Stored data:
>>

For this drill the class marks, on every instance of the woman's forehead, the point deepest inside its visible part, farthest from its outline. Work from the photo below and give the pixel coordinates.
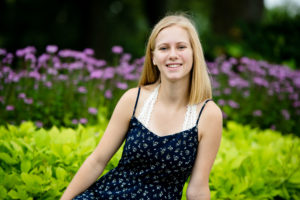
(172, 34)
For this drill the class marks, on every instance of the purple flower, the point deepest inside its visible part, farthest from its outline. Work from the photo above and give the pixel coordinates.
(39, 124)
(83, 120)
(22, 96)
(51, 48)
(296, 104)
(257, 113)
(52, 71)
(122, 86)
(260, 81)
(82, 90)
(109, 73)
(35, 74)
(285, 114)
(97, 74)
(62, 77)
(74, 121)
(108, 94)
(30, 57)
(93, 111)
(2, 52)
(233, 104)
(221, 102)
(101, 87)
(227, 91)
(246, 93)
(100, 63)
(273, 127)
(117, 49)
(126, 57)
(297, 82)
(48, 84)
(28, 100)
(89, 51)
(10, 108)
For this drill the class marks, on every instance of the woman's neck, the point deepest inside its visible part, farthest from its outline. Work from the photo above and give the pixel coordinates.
(174, 94)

<<

Rewrite all of the material above, changing "drill" to "exercise" everywhere and keeping everything else the same. Omit the pictures from your answer.

▶ Solution:
For this exercise the class marks, on every instance of the woman's forehead, the point deepest inside its visible part, farthest from its outline. Work from the photo below and give the pixel coordinates.
(172, 34)
For this exercise the class marks, on every instance of the purple flower, the point deepest inside its visible part, farthest from its outline. Work from the photo above and give the pixel coordinates.
(39, 124)
(83, 120)
(22, 96)
(51, 48)
(296, 104)
(257, 113)
(52, 71)
(122, 86)
(260, 81)
(82, 90)
(109, 73)
(35, 74)
(285, 114)
(97, 74)
(62, 77)
(74, 121)
(108, 94)
(30, 57)
(93, 111)
(2, 52)
(233, 104)
(221, 102)
(101, 87)
(227, 91)
(246, 93)
(100, 63)
(273, 127)
(117, 49)
(126, 57)
(297, 82)
(48, 84)
(28, 100)
(89, 51)
(10, 108)
For this exercise the class marks, on every instance of the woman's neck, the point deepest inside its visible part, farthest from its outline. Work from the photo above and give the pixel coordinates.
(174, 94)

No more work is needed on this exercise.